## Brief
The required result is the exact run of lines beginning at the one containing "Consider the photo above. For every instance of the arched" and ending at the last line of the entries.

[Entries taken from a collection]
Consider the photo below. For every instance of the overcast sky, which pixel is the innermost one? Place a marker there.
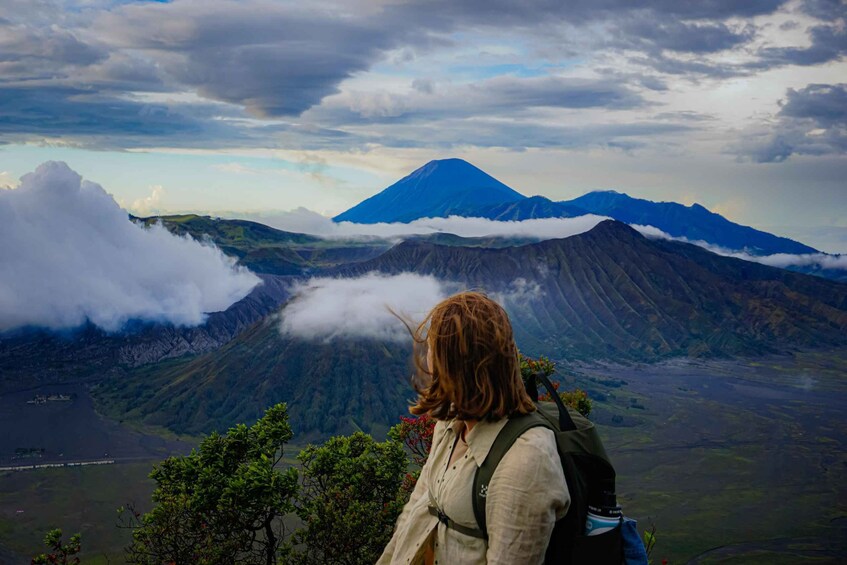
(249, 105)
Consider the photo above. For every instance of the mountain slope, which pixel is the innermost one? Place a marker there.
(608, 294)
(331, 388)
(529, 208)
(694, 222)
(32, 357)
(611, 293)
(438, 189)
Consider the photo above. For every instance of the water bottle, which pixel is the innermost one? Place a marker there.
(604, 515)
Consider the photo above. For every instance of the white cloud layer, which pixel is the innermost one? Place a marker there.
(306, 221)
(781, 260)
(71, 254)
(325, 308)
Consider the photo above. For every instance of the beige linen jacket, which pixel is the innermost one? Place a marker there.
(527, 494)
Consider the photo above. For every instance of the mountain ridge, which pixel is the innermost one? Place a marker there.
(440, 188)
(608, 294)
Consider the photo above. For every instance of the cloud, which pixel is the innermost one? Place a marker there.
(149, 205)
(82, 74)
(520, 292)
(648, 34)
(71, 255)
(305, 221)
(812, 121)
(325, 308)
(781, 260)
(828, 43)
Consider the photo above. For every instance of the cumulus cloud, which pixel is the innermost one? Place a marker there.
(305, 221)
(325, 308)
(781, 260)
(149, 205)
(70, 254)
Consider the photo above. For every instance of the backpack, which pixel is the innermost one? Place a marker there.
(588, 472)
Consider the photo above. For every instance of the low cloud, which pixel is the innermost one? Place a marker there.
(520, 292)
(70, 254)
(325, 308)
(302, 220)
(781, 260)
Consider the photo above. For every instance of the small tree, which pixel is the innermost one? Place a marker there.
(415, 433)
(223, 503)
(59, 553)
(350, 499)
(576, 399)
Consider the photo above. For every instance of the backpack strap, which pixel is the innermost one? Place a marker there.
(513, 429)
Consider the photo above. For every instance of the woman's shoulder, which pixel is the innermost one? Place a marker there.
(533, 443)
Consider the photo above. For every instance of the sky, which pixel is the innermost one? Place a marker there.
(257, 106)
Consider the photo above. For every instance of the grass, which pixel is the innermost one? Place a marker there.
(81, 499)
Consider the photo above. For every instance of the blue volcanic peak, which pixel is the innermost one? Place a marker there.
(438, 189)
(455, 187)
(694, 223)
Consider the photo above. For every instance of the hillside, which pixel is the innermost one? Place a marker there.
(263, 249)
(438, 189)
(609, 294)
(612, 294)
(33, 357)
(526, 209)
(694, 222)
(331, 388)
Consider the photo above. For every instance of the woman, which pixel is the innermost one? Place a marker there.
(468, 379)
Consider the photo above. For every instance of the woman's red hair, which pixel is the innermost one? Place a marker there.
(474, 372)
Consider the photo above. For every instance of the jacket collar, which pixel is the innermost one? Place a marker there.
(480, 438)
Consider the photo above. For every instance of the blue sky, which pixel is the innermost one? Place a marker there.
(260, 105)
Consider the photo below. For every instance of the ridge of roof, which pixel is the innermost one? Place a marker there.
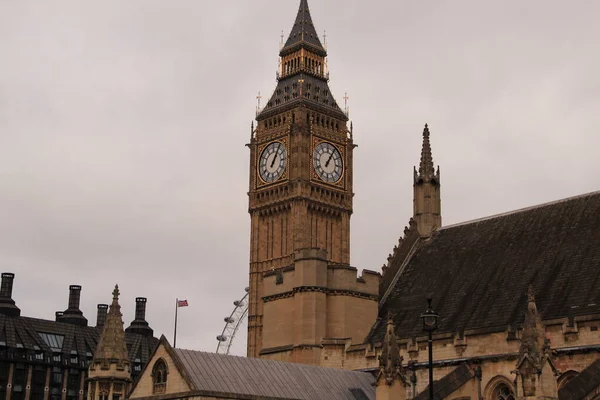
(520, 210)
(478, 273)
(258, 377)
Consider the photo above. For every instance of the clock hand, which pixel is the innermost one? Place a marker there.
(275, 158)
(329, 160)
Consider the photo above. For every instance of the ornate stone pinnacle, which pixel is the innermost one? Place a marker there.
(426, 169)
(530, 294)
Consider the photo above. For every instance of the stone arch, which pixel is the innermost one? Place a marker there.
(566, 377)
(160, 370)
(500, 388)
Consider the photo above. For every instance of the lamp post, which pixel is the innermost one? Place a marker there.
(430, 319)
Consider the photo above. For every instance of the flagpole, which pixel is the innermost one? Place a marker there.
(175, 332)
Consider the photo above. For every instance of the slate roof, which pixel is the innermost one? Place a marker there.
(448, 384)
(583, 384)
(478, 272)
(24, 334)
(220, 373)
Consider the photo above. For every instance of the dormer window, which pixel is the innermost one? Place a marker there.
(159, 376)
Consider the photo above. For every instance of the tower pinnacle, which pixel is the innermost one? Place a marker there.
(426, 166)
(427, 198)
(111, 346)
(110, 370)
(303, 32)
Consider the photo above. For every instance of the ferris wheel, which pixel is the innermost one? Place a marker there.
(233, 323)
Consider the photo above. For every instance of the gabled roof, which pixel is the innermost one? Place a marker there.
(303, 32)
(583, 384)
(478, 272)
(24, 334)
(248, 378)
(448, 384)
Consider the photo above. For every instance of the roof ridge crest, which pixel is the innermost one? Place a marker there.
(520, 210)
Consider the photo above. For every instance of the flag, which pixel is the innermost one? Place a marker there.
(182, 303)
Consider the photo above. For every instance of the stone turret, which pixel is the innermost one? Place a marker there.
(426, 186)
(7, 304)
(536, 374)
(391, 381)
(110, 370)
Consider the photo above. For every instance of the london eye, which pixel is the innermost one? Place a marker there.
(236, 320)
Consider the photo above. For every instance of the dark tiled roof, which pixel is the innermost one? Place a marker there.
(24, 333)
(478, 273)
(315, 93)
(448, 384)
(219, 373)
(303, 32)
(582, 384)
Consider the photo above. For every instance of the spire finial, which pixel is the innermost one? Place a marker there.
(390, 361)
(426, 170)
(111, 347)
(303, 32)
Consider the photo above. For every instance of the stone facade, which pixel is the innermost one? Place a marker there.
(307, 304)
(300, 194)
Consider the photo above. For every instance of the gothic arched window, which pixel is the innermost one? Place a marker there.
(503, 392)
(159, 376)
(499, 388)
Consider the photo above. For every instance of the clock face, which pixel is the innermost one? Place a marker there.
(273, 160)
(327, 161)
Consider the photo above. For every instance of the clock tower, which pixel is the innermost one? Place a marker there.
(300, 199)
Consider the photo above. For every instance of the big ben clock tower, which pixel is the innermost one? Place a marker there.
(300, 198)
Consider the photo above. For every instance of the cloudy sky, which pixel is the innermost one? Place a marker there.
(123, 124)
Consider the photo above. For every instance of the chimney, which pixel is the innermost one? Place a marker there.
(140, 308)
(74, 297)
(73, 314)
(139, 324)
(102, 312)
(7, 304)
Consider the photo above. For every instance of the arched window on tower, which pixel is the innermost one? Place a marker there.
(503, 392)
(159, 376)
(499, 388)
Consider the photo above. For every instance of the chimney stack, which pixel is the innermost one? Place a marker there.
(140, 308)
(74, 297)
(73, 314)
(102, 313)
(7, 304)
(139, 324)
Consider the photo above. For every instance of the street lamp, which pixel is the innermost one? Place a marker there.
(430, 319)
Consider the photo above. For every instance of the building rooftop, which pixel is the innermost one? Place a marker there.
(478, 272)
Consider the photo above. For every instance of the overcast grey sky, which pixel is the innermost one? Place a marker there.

## Final answer
Consider the photo above. For every instance of the arched window on tower, which pixel is the innermost one? Place a marker there.
(503, 392)
(159, 376)
(499, 388)
Consider the photo above. For every instance of the chimney stack, which pixel is the innermost one? Place a marker there.
(140, 308)
(74, 297)
(73, 314)
(102, 313)
(7, 304)
(139, 324)
Consider the photo above. For every instance of the street lamp, which pixel is the innermost one? Place a marker there.
(430, 319)
Consider the photo above. For every instance of the building rooftop, which pixel is the innermost one? Place a marker there.
(478, 272)
Consider the photo above. For every instance of the overcast grey sky, which pixel is the innermost one? Place a marker there.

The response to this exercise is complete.